* begin STORED RECORDS *

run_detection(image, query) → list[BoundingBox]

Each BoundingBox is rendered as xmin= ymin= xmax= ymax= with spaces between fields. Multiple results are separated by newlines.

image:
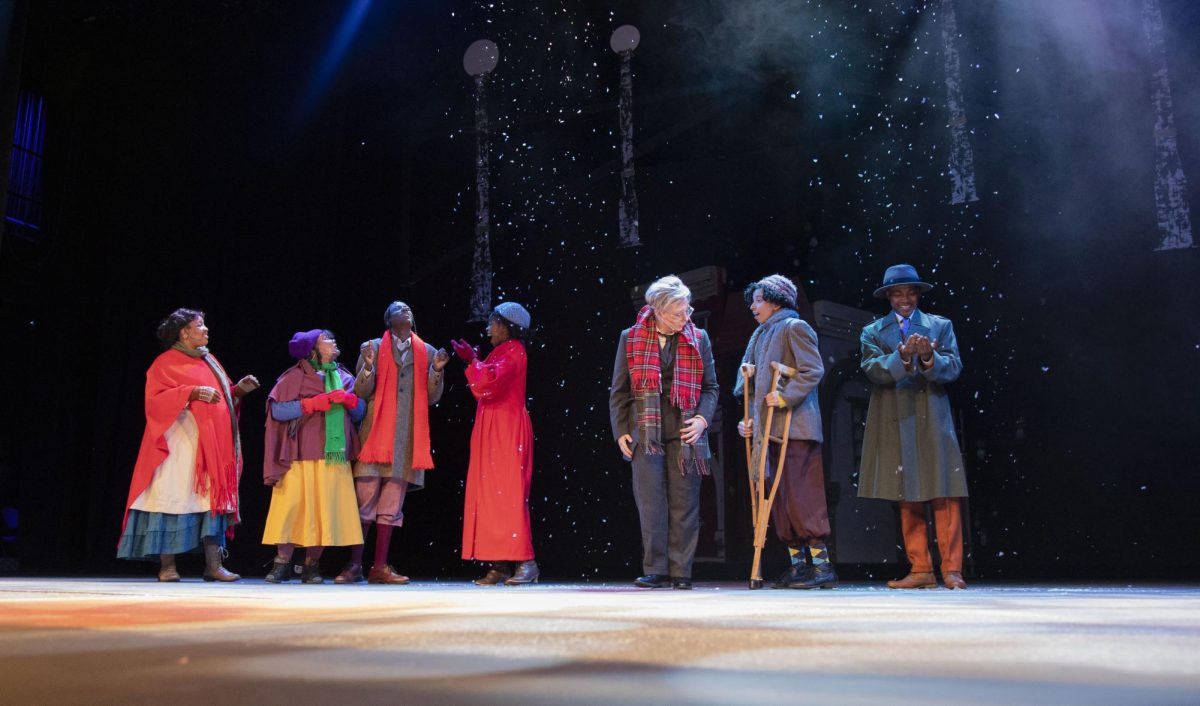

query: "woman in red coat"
xmin=451 ymin=301 xmax=538 ymax=586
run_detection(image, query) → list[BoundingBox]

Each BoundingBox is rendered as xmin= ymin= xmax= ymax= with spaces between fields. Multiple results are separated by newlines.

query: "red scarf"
xmin=359 ymin=331 xmax=433 ymax=469
xmin=625 ymin=305 xmax=704 ymax=411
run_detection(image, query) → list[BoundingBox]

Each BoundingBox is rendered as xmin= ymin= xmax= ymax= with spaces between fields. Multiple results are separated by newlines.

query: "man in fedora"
xmin=858 ymin=264 xmax=967 ymax=588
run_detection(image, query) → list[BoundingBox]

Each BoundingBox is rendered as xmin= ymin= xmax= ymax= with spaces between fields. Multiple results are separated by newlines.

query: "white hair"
xmin=646 ymin=275 xmax=691 ymax=311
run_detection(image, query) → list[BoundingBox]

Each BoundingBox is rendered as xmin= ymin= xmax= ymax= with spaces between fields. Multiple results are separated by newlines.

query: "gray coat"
xmin=858 ymin=310 xmax=967 ymax=502
xmin=354 ymin=339 xmax=443 ymax=487
xmin=608 ymin=328 xmax=719 ymax=447
xmin=733 ymin=309 xmax=824 ymax=480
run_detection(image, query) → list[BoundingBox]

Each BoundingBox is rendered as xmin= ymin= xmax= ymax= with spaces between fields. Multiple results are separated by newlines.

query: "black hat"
xmin=875 ymin=264 xmax=934 ymax=299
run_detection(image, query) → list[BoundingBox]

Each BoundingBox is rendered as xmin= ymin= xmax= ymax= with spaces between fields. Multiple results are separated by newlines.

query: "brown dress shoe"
xmin=942 ymin=572 xmax=967 ymax=590
xmin=888 ymin=572 xmax=937 ymax=588
xmin=334 ymin=562 xmax=367 ymax=584
xmin=367 ymin=564 xmax=408 ymax=586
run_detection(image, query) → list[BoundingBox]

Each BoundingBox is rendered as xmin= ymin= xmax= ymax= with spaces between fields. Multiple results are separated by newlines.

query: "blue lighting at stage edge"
xmin=301 ymin=0 xmax=371 ymax=113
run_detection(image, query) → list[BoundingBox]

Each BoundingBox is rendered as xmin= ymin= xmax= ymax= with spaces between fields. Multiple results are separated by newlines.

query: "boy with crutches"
xmin=733 ymin=275 xmax=838 ymax=588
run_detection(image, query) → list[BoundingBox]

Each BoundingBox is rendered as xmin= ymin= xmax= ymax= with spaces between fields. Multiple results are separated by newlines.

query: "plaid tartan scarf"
xmin=625 ymin=305 xmax=710 ymax=475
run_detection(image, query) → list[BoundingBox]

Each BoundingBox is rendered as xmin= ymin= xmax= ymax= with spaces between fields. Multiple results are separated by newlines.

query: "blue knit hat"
xmin=492 ymin=301 xmax=529 ymax=329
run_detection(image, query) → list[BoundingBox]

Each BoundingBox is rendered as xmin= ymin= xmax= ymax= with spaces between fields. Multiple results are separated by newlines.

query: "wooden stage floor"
xmin=0 ymin=579 xmax=1200 ymax=706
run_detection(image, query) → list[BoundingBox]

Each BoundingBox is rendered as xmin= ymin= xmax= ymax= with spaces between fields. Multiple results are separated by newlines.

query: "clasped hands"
xmin=300 ymin=390 xmax=359 ymax=414
xmin=617 ymin=414 xmax=708 ymax=457
xmin=187 ymin=375 xmax=258 ymax=405
xmin=898 ymin=334 xmax=937 ymax=366
xmin=359 ymin=342 xmax=450 ymax=372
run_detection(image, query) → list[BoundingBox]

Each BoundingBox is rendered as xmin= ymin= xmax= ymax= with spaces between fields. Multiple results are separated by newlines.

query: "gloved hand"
xmin=450 ymin=339 xmax=479 ymax=364
xmin=300 ymin=393 xmax=334 ymax=414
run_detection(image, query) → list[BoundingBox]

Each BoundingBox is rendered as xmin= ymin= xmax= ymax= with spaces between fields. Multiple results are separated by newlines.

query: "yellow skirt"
xmin=263 ymin=460 xmax=362 ymax=546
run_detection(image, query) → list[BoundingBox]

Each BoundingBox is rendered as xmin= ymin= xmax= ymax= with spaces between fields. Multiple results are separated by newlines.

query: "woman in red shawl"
xmin=451 ymin=301 xmax=538 ymax=586
xmin=116 ymin=309 xmax=258 ymax=581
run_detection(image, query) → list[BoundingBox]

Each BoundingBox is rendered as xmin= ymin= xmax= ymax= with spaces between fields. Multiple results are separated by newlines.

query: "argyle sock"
xmin=374 ymin=522 xmax=394 ymax=568
xmin=809 ymin=542 xmax=829 ymax=567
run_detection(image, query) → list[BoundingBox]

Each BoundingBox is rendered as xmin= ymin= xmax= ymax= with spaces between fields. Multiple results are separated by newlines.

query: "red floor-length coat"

* end STORED RECORDS *

■ **WHAT YOU NEED TO DO**: Lay out every line of the items as a Markdown table with the columns Entry and Text, putting a running number in Entry and the line itself in Text. Skip blank lines and leave the pictures out.

■ **ANSWER FOR THIS EXERCISE**:
| Entry | Text |
|---|---|
| 1 | run_detection(image, query) → list[BoundingBox] |
| 2 | Each BoundingBox is rendered as xmin= ymin= xmax= ymax= with spaces between fields. Multiple results are separated by newlines. |
| 3 | image: |
| 4 | query: "woman in red coat" |
| 5 | xmin=451 ymin=301 xmax=538 ymax=586 |
| 6 | run_detection(image, query) → list[BoundingBox] |
| 7 | Each BoundingBox is rendered as xmin= ymin= xmax= ymax= with spaces between fields. Multiple results are separated by newlines. |
| 8 | query: "red scarf" |
| 9 | xmin=359 ymin=331 xmax=433 ymax=469 |
| 10 | xmin=625 ymin=305 xmax=704 ymax=411 |
| 11 | run_detection(image, query) → list[BoundingBox] |
| 12 | Each BoundingBox is rendered as xmin= ymin= xmax= ymax= with spaces between fields. Multiple results are separated by newlines. |
| 13 | query: "man in fedora" |
| 14 | xmin=858 ymin=264 xmax=967 ymax=588 |
| 15 | run_detection(image, query) → list[BoundingBox] |
| 16 | Each BoundingBox is rendered as xmin= ymin= xmax= ymax= with spaces between fields. Multiple results are separated by newlines. |
| 17 | query: "white hair" |
| 18 | xmin=646 ymin=275 xmax=691 ymax=311 |
| 19 | run_detection(image, query) → list[BoundingBox] |
| 20 | Each BoundingBox is rendered as xmin= ymin= xmax= ymax= with spaces between fields. Multiple results are separated by newlines. |
| 21 | query: "gray coat" |
| 22 | xmin=858 ymin=310 xmax=967 ymax=502 |
| 23 | xmin=354 ymin=339 xmax=443 ymax=487 |
| 24 | xmin=608 ymin=328 xmax=719 ymax=447 |
| 25 | xmin=733 ymin=309 xmax=824 ymax=480 |
| 26 | run_detection(image, query) → list[BoundingBox] |
| 27 | Each BoundingBox is rendered as xmin= ymin= xmax= ymax= with spaces between fields. Multiple results are separated by newlines. |
| 28 | query: "black hat" |
| 29 | xmin=875 ymin=264 xmax=934 ymax=299 |
| 30 | run_detection(image, query) → list[BoundingBox] |
| 31 | Each BoundingBox is rendered as xmin= ymin= xmax= ymax= with spaces between fields. Multiple results are separated by newlines. |
| 32 | query: "brown dress shoe" |
| 33 | xmin=942 ymin=572 xmax=967 ymax=590 |
| 34 | xmin=888 ymin=572 xmax=937 ymax=588 |
| 35 | xmin=334 ymin=562 xmax=367 ymax=584 |
| 36 | xmin=367 ymin=564 xmax=408 ymax=586 |
| 37 | run_detection(image, query) → list[BoundingBox] |
| 38 | Each BoundingBox is rendered as xmin= ymin= xmax= ymax= with spaces between fields. Multiple results are separated by newlines. |
| 39 | query: "blue lighting at stage edge" |
| 40 | xmin=301 ymin=0 xmax=371 ymax=113 |
| 41 | run_detection(image, query) → list[BoundingBox] |
| 42 | Each BoundingBox is rendered as xmin= ymin= xmax= ymax= with spaces between fields. Multiple results are separated by newlines. |
| 43 | query: "boy with crutches" |
| 44 | xmin=733 ymin=275 xmax=838 ymax=588 |
| 45 | run_detection(image, query) → list[BoundingBox] |
| 46 | Each BoundingBox is rendered as xmin= ymin= xmax= ymax= with spaces between fields. Multiple results are separated by newlines. |
| 47 | query: "plaid tartan scarf" |
| 48 | xmin=625 ymin=305 xmax=710 ymax=475 |
| 49 | run_detection(image, query) → list[BoundingBox] |
| 50 | Each BoundingBox is rendered as xmin= ymin= xmax= ymax= with spaces between fields. Multiple results are separated by newlines. |
| 51 | query: "blue knit hat" |
| 52 | xmin=492 ymin=301 xmax=529 ymax=329 |
| 53 | run_detection(image, query) → list[BoundingBox] |
| 54 | Each BoundingBox is rendered as xmin= ymin= xmax= ymax= with spaces between fields. Multiple results are separated by newlines. |
| 55 | query: "wooden stage floor" |
| 56 | xmin=0 ymin=579 xmax=1200 ymax=706 |
| 57 | run_detection(image, query) → list[BoundingBox] |
| 58 | Each BoundingBox is rendered as xmin= ymin= xmax= ymax= with spaces between fields. Multiple results are separated by newlines. |
| 59 | query: "clasped hands" |
| 60 | xmin=300 ymin=390 xmax=359 ymax=414 |
| 61 | xmin=617 ymin=414 xmax=708 ymax=457 |
| 62 | xmin=187 ymin=375 xmax=258 ymax=405 |
| 63 | xmin=898 ymin=334 xmax=937 ymax=366 |
| 64 | xmin=359 ymin=342 xmax=450 ymax=372 |
| 65 | run_detection(image, query) → list[BoundingBox] |
| 66 | Each BoundingBox is rendered as xmin= ymin= xmax= ymax= with spaces between fields. Multiple results are separated by newlines. |
| 67 | query: "gloved hand" |
| 68 | xmin=450 ymin=339 xmax=479 ymax=364 |
| 69 | xmin=300 ymin=393 xmax=334 ymax=414 |
| 70 | run_detection(image, query) → list[BoundingBox] |
| 71 | Each BoundingBox is rendered as xmin= ymin= xmax= ymax= with spaces between fields. Multiple results are separated by newlines. |
| 72 | query: "yellow skirt" |
| 73 | xmin=263 ymin=460 xmax=362 ymax=546 |
| 74 | run_detection(image, query) → list[BoundingBox] |
| 75 | Each BoundingBox is rendered as xmin= ymin= xmax= ymax= with spaces between fields. Multiple results are separated by newlines. |
| 76 | query: "woman in red shawl" |
| 77 | xmin=451 ymin=301 xmax=538 ymax=586 |
| 78 | xmin=116 ymin=309 xmax=258 ymax=581 |
| 79 | run_detection(image, query) → list[BoundingBox] |
| 80 | Each BoundingBox is rendered as xmin= ymin= xmax= ymax= with spaces between fields. Multiple results are separated by newlines. |
| 81 | query: "argyle sock" |
| 82 | xmin=374 ymin=522 xmax=394 ymax=568 |
| 83 | xmin=809 ymin=542 xmax=829 ymax=567 |
| 84 | run_detection(image, query) → list[BoundingBox] |
| 85 | Each BoundingBox is rendered as xmin= ymin= xmax= ymax= with spaces between fields. Multiple results are separated by newlines. |
| 86 | query: "red floor-length coat" |